GOAL OF THE EXERCISE |
Rewrite the lines between the one holding "low bush? Provide a bounding box." and the one holding "[0,0,1270,264]", inclusive, keeping the requests as they are. In the answers, rescale every bounding-box coordinate by 0.25 and round each result to a whole number, with halves rounded up.

Excerpt from a dataset:
* * * * * * * * *
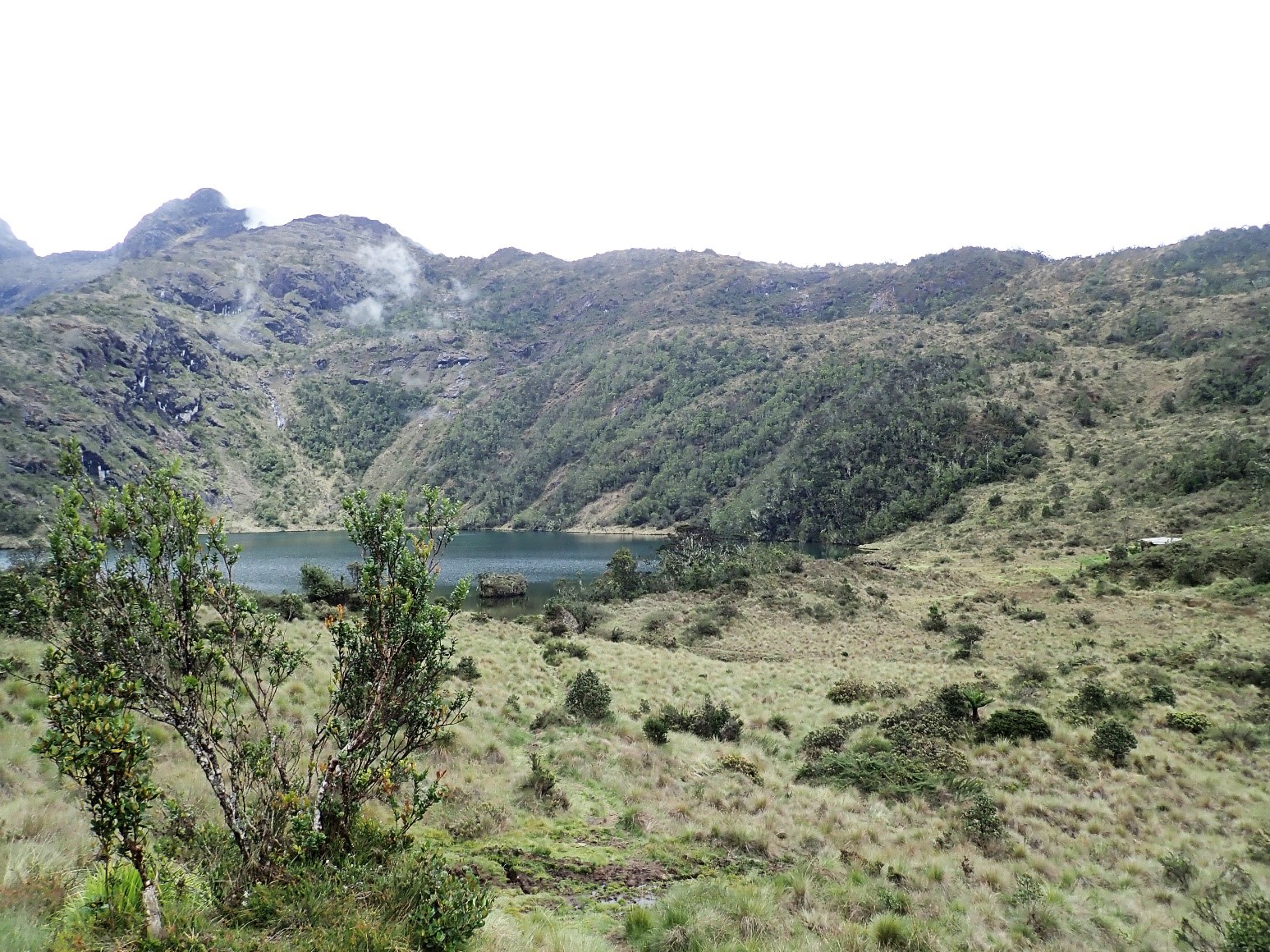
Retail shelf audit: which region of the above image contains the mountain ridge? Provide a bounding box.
[0,189,1270,541]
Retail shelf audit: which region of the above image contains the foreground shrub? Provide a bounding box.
[795,745,940,799]
[660,697,740,740]
[385,853,494,952]
[1222,896,1270,952]
[826,678,873,704]
[1092,718,1138,767]
[644,715,671,744]
[1165,711,1213,734]
[922,603,949,632]
[1147,682,1177,704]
[961,794,1006,847]
[564,668,612,721]
[719,754,763,787]
[624,877,787,952]
[982,707,1052,740]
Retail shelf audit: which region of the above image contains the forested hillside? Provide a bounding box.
[0,190,1270,542]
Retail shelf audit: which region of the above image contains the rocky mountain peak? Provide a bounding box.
[0,218,35,260]
[119,188,246,258]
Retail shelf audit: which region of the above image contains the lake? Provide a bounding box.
[230,531,662,611]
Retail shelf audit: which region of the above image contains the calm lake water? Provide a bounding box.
[230,531,662,611]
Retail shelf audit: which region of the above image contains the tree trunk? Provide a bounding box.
[125,843,163,942]
[141,878,163,942]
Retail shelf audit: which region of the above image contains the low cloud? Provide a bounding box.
[357,241,420,298]
[344,297,383,327]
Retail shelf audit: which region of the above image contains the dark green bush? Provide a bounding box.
[300,562,353,606]
[719,754,763,787]
[1222,896,1270,952]
[961,792,1006,847]
[922,603,949,632]
[952,622,987,661]
[659,697,740,740]
[385,852,494,952]
[1165,711,1213,734]
[980,707,1052,740]
[1147,682,1177,704]
[564,668,612,721]
[644,715,671,744]
[767,715,794,738]
[796,750,940,799]
[826,678,873,704]
[1092,718,1138,767]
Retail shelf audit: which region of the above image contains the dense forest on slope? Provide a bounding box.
[0,192,1270,542]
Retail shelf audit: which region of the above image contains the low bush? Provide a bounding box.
[1165,711,1213,734]
[1092,718,1138,767]
[385,852,494,952]
[980,707,1052,740]
[826,678,873,704]
[564,668,612,721]
[1159,853,1199,889]
[644,715,671,744]
[543,638,590,668]
[719,754,763,787]
[796,750,940,799]
[1147,682,1177,704]
[961,794,1006,847]
[952,622,987,661]
[922,603,949,632]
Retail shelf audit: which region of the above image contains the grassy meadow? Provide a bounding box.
[0,474,1270,952]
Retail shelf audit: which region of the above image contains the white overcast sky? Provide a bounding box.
[0,0,1270,264]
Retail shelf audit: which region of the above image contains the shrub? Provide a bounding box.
[826,678,873,704]
[691,618,722,638]
[873,913,912,948]
[1165,711,1213,734]
[952,622,987,661]
[767,715,794,738]
[922,603,949,632]
[1015,661,1050,684]
[1222,896,1270,952]
[278,592,305,622]
[719,754,763,787]
[300,562,353,606]
[799,724,847,757]
[543,638,590,668]
[644,715,671,744]
[1159,853,1198,889]
[982,707,1052,740]
[1092,718,1138,767]
[385,853,494,952]
[795,745,940,799]
[522,750,557,797]
[564,668,612,721]
[455,655,480,680]
[1086,488,1112,513]
[660,697,740,740]
[961,794,1006,847]
[1147,682,1177,704]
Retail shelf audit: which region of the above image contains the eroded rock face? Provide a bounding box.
[0,220,35,260]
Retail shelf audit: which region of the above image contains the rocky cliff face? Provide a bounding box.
[0,189,1270,536]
* * * * * * * * *
SOLUTION TO THIS PROBLEM |
Retail shelf audit: which region of the above image contains the low bush? Provide a bounding box.
[291,178,303,184]
[273,180,285,192]
[96,213,124,238]
[245,177,263,185]
[207,170,218,176]
[141,167,153,180]
[290,213,300,222]
[161,179,168,186]
[136,160,148,167]
[180,189,191,197]
[199,188,235,200]
[287,171,294,176]
[240,199,252,212]
[238,156,247,165]
[231,151,237,158]
Retail shelf audit: which region of the above image contains the grassy meadow? Provide a bounding box.
[0,119,318,238]
Retail shelf audit: which region of the above image contains the white overcast sky? Provide a bounding box.
[0,0,318,66]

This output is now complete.